Teks Artikel
Kurs Dolar Singapura Tembus Rp 11.500, Termahal dalam Sejarah

Putu Agus Pransuamitra, CNBC Indonesia
01 April 2020 09:49
Pandemi virus corona (COVID-19) masih memberikan dampak buruk ke rupiah, arus modal asing keluar (capital outflow) terus terjadi.
Foto: CNBC Indonesia/Muhammad Sabki
Jakarta, CNBC Indonesia - Nilai tukar dolar Singapura kembali memecahkan rekor tertinggi sepanjang sejarah pada perdagangan Selasa (31/3/2020) kemarin. Pandemi virus corona (COVID-19) masih memberikan dampak buruk ke rupiah, arus modal asing keluar (capital outflow) terus terjadi.

Kurs dolar Singapura kemarin sempat menguat 0,37% ke level Rp 11.506,32/SG$, yang menjadi rekor termahal sepanjang sejarah. Memecahkan rekor sebelumnya Rp 11.490,23 yang dicapai di awal pekan. 

Sementara pada hari ini, Rabu (1/4/2020), dolar Singapura terkoreksi di level Rp 11.460,67 pada pukul 9:10 WIB.



Pandemi COVID-19 masih terus menjadi pemicu aksi jual di pasar keuangan RI sehingga memicu capital outflow. Sebagai negara emerging market, aset-aset di dalam negeri tentunya dianggap lebih berisiko ketika perekonomian global terancam resesi akibat COVID-19.

Data yang Diberikan
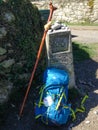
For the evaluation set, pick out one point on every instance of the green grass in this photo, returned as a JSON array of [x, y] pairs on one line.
[[82, 24], [83, 51]]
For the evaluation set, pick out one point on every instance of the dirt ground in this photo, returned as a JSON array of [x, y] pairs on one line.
[[86, 73]]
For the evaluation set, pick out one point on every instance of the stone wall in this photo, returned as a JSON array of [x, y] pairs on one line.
[[73, 11]]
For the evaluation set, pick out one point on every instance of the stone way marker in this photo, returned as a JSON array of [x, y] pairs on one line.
[[59, 50]]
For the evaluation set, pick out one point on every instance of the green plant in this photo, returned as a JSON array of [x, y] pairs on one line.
[[91, 4], [83, 51]]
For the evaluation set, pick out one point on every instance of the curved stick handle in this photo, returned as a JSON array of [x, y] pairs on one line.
[[52, 8]]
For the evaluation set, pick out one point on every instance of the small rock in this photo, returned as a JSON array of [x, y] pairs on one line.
[[3, 32]]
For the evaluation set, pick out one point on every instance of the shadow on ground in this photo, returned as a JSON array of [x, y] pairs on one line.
[[86, 80]]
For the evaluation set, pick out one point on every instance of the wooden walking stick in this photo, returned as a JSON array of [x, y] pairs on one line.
[[52, 8]]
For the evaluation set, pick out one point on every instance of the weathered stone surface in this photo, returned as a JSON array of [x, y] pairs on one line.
[[69, 8], [59, 51]]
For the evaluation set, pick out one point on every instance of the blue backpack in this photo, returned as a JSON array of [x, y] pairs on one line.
[[52, 107]]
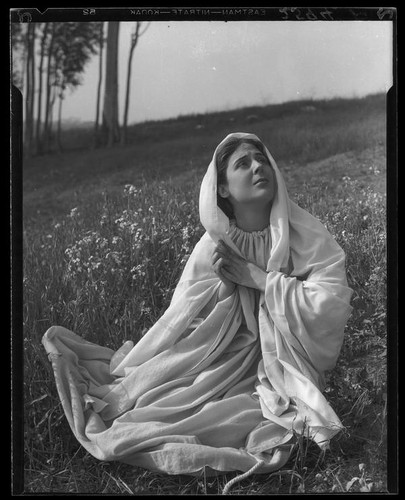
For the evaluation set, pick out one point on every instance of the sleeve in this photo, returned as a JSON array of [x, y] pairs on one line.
[[311, 313]]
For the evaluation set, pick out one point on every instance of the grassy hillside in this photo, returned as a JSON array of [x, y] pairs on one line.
[[108, 231]]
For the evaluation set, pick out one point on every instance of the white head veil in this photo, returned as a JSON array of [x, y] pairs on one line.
[[216, 222]]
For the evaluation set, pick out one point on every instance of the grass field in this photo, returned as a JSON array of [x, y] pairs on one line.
[[106, 233]]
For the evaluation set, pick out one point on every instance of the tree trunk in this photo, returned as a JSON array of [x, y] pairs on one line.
[[32, 99], [29, 91], [48, 90], [125, 121], [50, 118], [100, 79], [59, 129], [134, 40], [40, 70], [110, 110]]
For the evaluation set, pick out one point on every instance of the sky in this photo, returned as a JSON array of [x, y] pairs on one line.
[[187, 67]]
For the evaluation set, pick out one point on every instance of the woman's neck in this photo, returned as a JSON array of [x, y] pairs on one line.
[[250, 218]]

Daftar Pertanyaan
**A.** Mengapa aset-aset di dalam negeri dianggap lebih berisiko menurut artikel tentang kurs dolar Singapura? Jelaskan dalam satu sampai tiga kalimat.
**B.** Tuliskan ulang tanpa perubahan bagian artikel tentang kurs dolar Singapura, mulai dari "Foto: CNBC Indonesia/Muhammad" dan berlanjut sampai "resesi akibat COVID-19.".
Jawablah hanya berdasarkan isi artikel tentang kurs dolar Singapura.

Jawaban per Tugas
**A.** Aset-aset di dalam negeri dianggap lebih berisiko karena Indonesia merupakan negara emerging market. Hal itu terjadi ketika perekonomian global terancam resesi akibat COVID-19.

**B.**
Foto: CNBC Indonesia/Muhammad Sabki
Jakarta, CNBC Indonesia - Nilai tukar dolar Singapura kembali memecahkan rekor tertinggi sepanjang sejarah pada perdagangan Selasa (31/3/2020) kemarin. Pandemi virus corona (COVID-19) masih memberikan dampak buruk ke rupiah, arus modal asing keluar (capital outflow) terus terjadi.

Kurs dolar Singapura kemarin sempat menguat 0,37% ke level Rp 11.506,32/SG$, yang menjadi rekor termahal sepanjang sejarah. Memecahkan rekor sebelumnya Rp 11.490,23 yang dicapai di awal pekan. 

Sementara pada hari ini, Rabu (1/4/2020), dolar Singapura terkoreksi di level Rp 11.460,67 pada pukul 9:10 WIB.



Pandemi COVID-19 masih terus menjadi pemicu aksi jual di pasar keuangan RI sehingga memicu capital outflow. Sebagai negara emerging market, aset-aset di dalam negeri tentunya dianggap lebih berisiko ketika perekonomian global terancam resesi akibat COVID-19.